#### [Extract]
● ● ● ● ● ● ●
# Making an offer on a property



## Rob_Brice (Aug 6, 2016)

Whilst I accept the answer will likely depend on a number of factors, but as a general rule of thumb when buying an apartment in the algarve is it generally accepted practice to have several rounds of negotiations to reach agreement on the purchase price?
And if so, given todays market conditions, how much below the asking price would an opening offer likely be pitched?


----------



## Strontium (Sep 16, 2015)

For your question there is no answer. as each potential sale is different and the vendors do not have a collective outlook. If there are multiple owners of the property then all have to agree so often their price is fixed and an offer may take 6 weeks or more to get a reply and sometimes there is never a reply. If the owner is an expat needing to sell/depart immediately then there could be negotiation but as every sale is unique you will get anecdotal evidence of every different sale. The usual way is to discuss that with the sellers estate agent or instruct your own local agent take this on for you.


----------



## Rob_Brice (Aug 6, 2016)

Thanks Strontium. I guessed as such.
Anyone with recent experience of purchasing an apartment in the algarve willing to share their experiences?


----------



## ViaVinho (Jul 29, 2016)
● ● ● ● ● ● ●
#### [Material]
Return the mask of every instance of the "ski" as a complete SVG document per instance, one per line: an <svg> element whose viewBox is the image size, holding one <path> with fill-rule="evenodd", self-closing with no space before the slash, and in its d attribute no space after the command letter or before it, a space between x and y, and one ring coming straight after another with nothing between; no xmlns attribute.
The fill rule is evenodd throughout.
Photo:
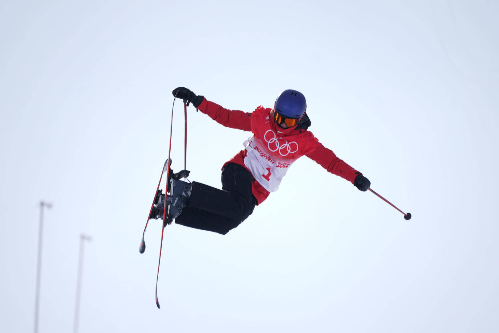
● ● ● ● ● ● ●
#### [Problems]
1. Reproduce the passage of the thread on making an offer on a property from "And if so, given" to "on for you.".
2. In the thread on making an offer on a property, how long does Strontium say an offer may take to get a reply when a property has multiple owners?
3. How would you render this sentence from the thread on making an offer on a property in Spanish: "Anyone with recent experience of purchasing an apartment in the algarve willing to share their experiences?"

#### [Answers for this exercise]
1.
And if so, given todays market conditions, how much below the asking price would an opening offer likely be pitched?


----------



## Strontium (Sep 16, 2015)

For your question there is no answer. as each potential sale is different and the vendors do not have a collective outlook. If there are multiple owners of the property then all have to agree so often their price is fixed and an offer may take 6 weeks or more to get a reply and sometimes there is never a reply. If the owner is an expat needing to sell/depart immediately then there could be negotiation but as every sale is unique you will get anecdotal evidence of every different sale. The usual way is to discuss that with the sellers estate agent or instruct your own local agent take this on for you.

2. 6 weeks or more, and sometimes there is never a reply.

3. ¿Alguien con experiencia reciente en la compra de un apartamento en el Algarve dispuesto a compartir sus experiencias?